SHORT PROBLEM A:
Turn the records below, everything from the line containing "like point(19, 110)." down to the line containing "point(92, 87)", both included, into a numbered list that leaves out blank lines.

═══ DOCUMENT TEXT

I just want standard clipboard behavior without MS mukking it up because they think I want that!


----------



## Glaswegian (Sep 16, 2005)

AKAIK Excel will clear the clipboard if you do something between the Copy and Paste commands (such as inserting a row).


----------



## JackRazz (Sep 4, 2007)

Glaswegian,
I'm guessing that your simply trying to help clear up the confusion. Yes, that's the problem.

Thanks - JackRazz


----------



## Glaswegian (Sep 16, 2005)

lol - not exactly. Clearing the clipboard in that way is something Excel has always done - at least to the best of my knowledge.


----------



## JackRazz (Sep 4, 2007)

Glaswegian,
I remember that the old Win95/98 versions (Excel 6.0) didn't do this. But I will acknowledge that its been this way for a long time now. Thanks for the help.

JackRazz


----------



## kbd_usr (Jun 20, 2007)

There are software options available, and free, too.

══════

SHORT PROBLEM B:
Go on with the forum thread about Excel clearing the clipboard, picking up right after its last sentence.

═══ RECORD EXCERPTS

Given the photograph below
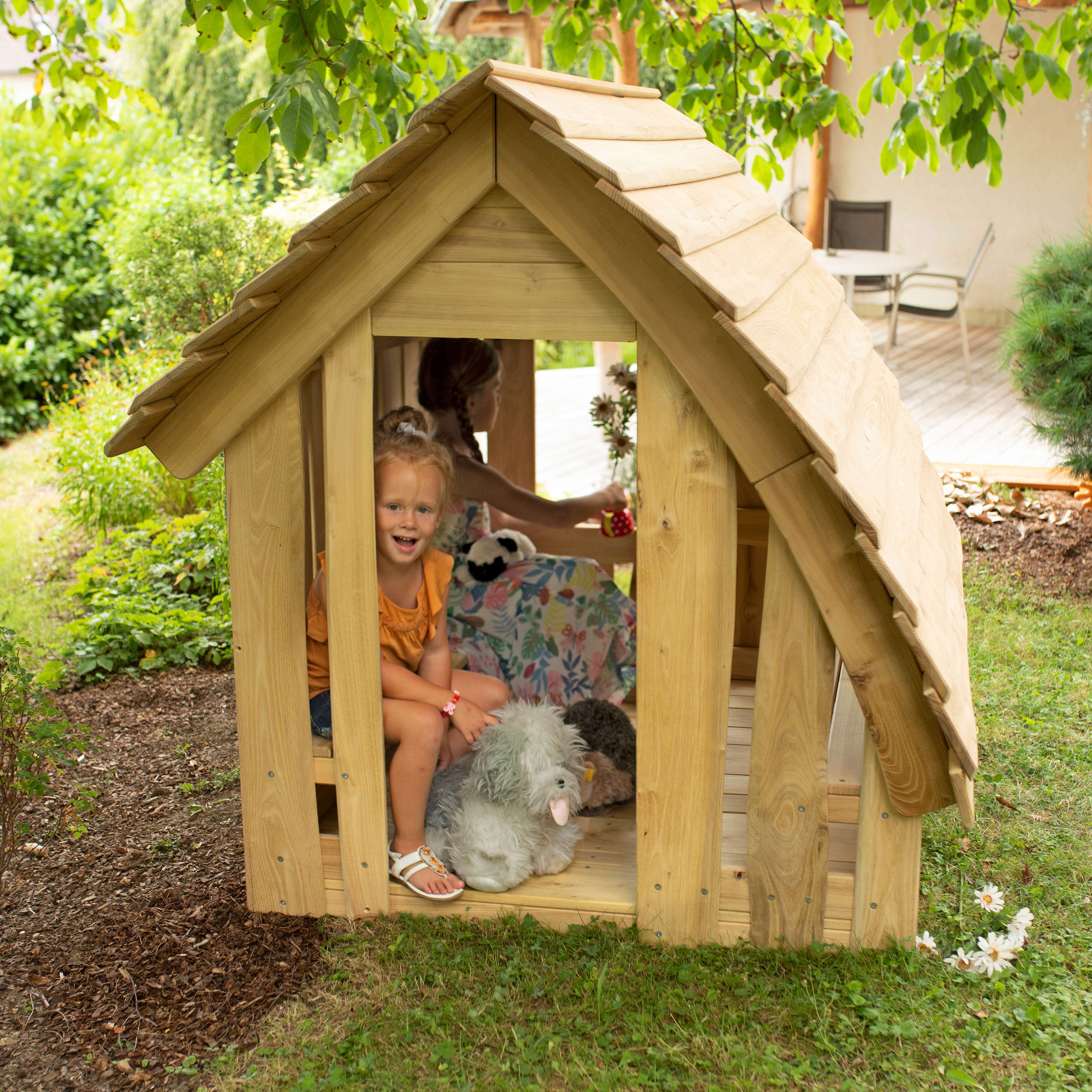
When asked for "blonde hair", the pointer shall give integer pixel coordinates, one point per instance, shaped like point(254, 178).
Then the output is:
point(406, 436)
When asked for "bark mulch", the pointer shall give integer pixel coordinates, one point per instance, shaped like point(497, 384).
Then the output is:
point(1058, 557)
point(131, 950)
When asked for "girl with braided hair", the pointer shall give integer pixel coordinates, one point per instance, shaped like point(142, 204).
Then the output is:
point(553, 628)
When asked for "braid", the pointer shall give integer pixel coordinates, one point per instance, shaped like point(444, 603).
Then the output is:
point(466, 428)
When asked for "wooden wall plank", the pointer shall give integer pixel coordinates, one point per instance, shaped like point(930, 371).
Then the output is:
point(266, 533)
point(889, 863)
point(503, 300)
point(513, 442)
point(687, 501)
point(787, 812)
point(500, 234)
point(858, 611)
point(679, 318)
point(391, 239)
point(353, 613)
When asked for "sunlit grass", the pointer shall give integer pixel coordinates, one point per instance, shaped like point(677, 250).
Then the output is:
point(413, 1003)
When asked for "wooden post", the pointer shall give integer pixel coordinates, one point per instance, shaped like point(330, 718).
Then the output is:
point(265, 472)
point(686, 555)
point(626, 44)
point(353, 614)
point(532, 42)
point(818, 180)
point(889, 863)
point(513, 442)
point(787, 803)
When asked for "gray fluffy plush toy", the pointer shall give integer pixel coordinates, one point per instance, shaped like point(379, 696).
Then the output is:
point(504, 812)
point(606, 729)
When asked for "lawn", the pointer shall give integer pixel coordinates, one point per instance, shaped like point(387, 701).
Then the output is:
point(412, 1003)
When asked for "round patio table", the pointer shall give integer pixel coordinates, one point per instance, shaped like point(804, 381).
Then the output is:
point(848, 265)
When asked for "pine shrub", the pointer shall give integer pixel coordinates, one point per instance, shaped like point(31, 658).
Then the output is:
point(1049, 349)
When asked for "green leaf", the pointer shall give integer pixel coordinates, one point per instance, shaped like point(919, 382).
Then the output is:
point(237, 17)
point(297, 127)
point(242, 116)
point(252, 150)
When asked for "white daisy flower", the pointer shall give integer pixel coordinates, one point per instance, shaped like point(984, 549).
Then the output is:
point(995, 954)
point(964, 961)
point(991, 898)
point(925, 944)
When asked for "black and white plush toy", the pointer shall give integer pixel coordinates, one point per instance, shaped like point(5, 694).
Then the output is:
point(489, 557)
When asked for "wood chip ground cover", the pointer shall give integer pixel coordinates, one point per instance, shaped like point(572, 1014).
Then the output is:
point(131, 949)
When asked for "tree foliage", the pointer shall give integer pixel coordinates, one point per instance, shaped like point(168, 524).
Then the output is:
point(1050, 348)
point(754, 78)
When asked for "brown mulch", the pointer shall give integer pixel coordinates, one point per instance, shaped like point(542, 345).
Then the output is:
point(1056, 558)
point(131, 949)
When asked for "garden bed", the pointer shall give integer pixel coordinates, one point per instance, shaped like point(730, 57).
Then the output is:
point(134, 945)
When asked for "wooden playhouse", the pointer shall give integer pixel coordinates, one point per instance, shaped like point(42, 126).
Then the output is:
point(803, 693)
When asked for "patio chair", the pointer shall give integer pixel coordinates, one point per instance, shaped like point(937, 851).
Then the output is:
point(860, 225)
point(952, 281)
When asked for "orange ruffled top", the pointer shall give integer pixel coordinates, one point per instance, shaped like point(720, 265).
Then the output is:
point(403, 633)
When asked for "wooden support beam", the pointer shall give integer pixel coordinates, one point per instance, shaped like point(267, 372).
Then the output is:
point(687, 502)
point(265, 474)
point(889, 863)
point(513, 441)
point(392, 237)
point(787, 808)
point(353, 614)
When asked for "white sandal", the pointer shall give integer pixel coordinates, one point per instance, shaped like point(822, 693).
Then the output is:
point(403, 866)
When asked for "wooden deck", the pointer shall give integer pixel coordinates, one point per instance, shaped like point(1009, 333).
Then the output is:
point(602, 880)
point(981, 423)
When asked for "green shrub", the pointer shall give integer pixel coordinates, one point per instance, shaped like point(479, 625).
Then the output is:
point(1049, 348)
point(184, 245)
point(58, 301)
point(34, 741)
point(153, 597)
point(101, 493)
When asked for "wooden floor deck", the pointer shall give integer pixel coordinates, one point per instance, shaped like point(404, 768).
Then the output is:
point(983, 422)
point(602, 880)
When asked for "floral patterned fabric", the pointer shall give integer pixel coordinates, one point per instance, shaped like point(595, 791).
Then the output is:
point(554, 628)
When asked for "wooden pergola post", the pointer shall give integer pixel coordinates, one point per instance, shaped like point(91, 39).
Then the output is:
point(687, 515)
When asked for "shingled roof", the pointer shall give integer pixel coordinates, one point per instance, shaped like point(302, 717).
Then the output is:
point(823, 407)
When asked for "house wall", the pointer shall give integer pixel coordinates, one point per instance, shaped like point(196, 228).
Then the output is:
point(943, 218)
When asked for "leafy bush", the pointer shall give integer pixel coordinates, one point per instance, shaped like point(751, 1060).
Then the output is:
point(154, 595)
point(101, 493)
point(185, 244)
point(57, 296)
point(34, 741)
point(1050, 348)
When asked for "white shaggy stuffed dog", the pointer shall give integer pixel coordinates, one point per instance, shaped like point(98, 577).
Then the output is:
point(503, 813)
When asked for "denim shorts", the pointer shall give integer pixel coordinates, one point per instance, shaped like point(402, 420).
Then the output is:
point(321, 721)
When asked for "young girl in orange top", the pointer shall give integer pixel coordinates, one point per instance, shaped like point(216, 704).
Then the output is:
point(432, 714)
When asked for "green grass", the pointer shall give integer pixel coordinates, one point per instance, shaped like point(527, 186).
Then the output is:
point(412, 1003)
point(33, 547)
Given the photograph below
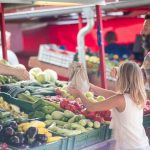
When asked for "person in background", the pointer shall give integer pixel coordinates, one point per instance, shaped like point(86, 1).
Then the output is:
point(112, 48)
point(20, 72)
point(127, 107)
point(12, 58)
point(146, 34)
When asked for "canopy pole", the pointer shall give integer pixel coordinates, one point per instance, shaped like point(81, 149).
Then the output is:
point(101, 46)
point(3, 29)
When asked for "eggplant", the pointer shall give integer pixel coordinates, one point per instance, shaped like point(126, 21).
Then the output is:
point(14, 140)
point(41, 138)
point(31, 134)
point(21, 136)
point(13, 124)
point(9, 131)
point(35, 144)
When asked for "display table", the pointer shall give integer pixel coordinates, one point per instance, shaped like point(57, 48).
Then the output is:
point(106, 145)
point(63, 72)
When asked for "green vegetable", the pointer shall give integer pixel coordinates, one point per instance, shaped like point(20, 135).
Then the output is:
point(48, 122)
point(90, 124)
point(57, 115)
point(64, 132)
point(37, 114)
point(68, 114)
point(83, 122)
point(89, 129)
point(48, 109)
point(65, 119)
point(97, 124)
point(57, 122)
point(73, 119)
point(78, 127)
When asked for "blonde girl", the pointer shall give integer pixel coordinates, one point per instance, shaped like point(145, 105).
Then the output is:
point(127, 107)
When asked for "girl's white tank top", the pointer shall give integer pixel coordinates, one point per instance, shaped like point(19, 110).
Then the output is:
point(128, 130)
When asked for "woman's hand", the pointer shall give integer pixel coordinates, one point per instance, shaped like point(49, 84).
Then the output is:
point(74, 92)
point(114, 72)
point(22, 74)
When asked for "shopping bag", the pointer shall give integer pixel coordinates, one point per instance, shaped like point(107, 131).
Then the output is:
point(146, 67)
point(78, 77)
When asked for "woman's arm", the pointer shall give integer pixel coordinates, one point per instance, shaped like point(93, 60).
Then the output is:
point(100, 91)
point(116, 101)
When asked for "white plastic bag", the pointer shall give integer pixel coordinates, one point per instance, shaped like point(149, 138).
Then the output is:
point(78, 77)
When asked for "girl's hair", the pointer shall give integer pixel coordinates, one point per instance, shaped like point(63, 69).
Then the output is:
point(130, 80)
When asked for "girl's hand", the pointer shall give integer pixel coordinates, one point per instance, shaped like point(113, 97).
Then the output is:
point(58, 91)
point(74, 92)
point(92, 87)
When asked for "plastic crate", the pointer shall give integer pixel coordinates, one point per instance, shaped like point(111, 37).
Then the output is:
point(87, 139)
point(54, 55)
point(146, 120)
point(26, 106)
point(51, 146)
point(108, 132)
point(102, 132)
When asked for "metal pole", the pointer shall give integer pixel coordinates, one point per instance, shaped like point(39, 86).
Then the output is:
point(101, 46)
point(80, 21)
point(3, 29)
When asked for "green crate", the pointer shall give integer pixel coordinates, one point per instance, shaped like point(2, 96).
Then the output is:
point(77, 142)
point(51, 146)
point(86, 139)
point(24, 105)
point(93, 137)
point(146, 120)
point(102, 132)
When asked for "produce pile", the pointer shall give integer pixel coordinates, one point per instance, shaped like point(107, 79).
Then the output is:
point(32, 113)
point(68, 124)
point(26, 135)
point(8, 79)
point(66, 102)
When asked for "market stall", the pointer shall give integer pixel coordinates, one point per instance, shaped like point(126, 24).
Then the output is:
point(34, 115)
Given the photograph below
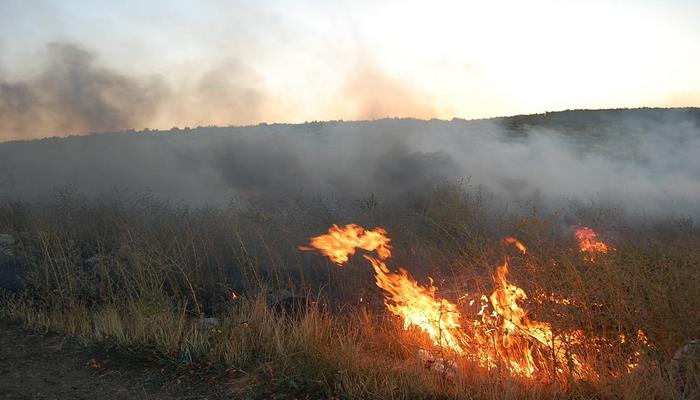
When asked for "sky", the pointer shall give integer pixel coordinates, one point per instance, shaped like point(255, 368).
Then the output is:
point(71, 67)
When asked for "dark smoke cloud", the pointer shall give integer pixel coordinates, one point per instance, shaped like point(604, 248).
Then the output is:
point(73, 95)
point(637, 160)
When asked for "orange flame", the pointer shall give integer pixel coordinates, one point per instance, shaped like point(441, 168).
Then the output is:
point(504, 336)
point(588, 241)
point(340, 243)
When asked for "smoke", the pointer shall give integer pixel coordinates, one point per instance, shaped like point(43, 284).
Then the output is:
point(636, 160)
point(369, 93)
point(72, 95)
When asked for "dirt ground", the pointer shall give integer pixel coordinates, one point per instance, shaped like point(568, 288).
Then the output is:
point(49, 366)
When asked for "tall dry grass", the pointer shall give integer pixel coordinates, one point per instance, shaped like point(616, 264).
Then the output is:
point(133, 272)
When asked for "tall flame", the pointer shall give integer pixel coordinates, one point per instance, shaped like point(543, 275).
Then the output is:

══════

WRITTEN RESPONSE A:
1. When asked for "girl's white tank top", the pointer shall give integer pixel coordinates, one point per instance, shaped like point(19, 110).
2. Then the output is:
3. point(128, 130)
4. When asked for "woman's hand", the pointer shall give integer pixel coordinates, one point per instance, shaped like point(49, 84).
5. Then the output is:
6. point(74, 92)
7. point(114, 72)
8. point(22, 74)
9. When asked for "shopping bag", the pointer shall give integer pixel coordinates, one point per instance, shaped like point(107, 131).
10. Then the output is:
11. point(146, 67)
12. point(78, 77)
13. When asked for "woman's arm", the pointer shall give integer pixel coordinates, one point per instance, shaped like point(93, 60).
14. Then the output is:
15. point(100, 91)
16. point(116, 101)
17. When asked for "white plastic bag", the pointer shall give integer pixel coordinates, one point per instance, shaped like point(149, 138).
18. Then the output is:
19. point(78, 77)
20. When asked for "girl's hair", the pointer shall give integer pixel coordinates, one point per instance, shaped like point(63, 69).
21. Then the output is:
22. point(130, 80)
23. When asked for "girl's hand", the pointer shall give integer pixel coordinates, one point per instance, shaped like point(113, 97).
24. Then the output is:
25. point(58, 91)
26. point(74, 92)
27. point(92, 87)

WRITTEN RESPONSE B:
One I'm aware of is ClipBoard Manager. Which sets as a task tray icon, and can be configured to hold multiple items.


----------



## JackRazz (Sep 4, 2007)

kbd,
Thanks for the tip. That sounds good. I'll check that out. 

JackRazz


----------



## Glaswegian (Sep 16, 2005)

JackRazz said:


> Glaswegian,
> I remember that the old Win95/98 versions (Excel 6.0) didn't do this. But I will acknowledge that its been this way for a long time now. Thanks for the help.
> 
> JackRazz


Ah, that's quite possible. I didn't really start to use Excel seriously until Excel 97 - I forget which version number that was.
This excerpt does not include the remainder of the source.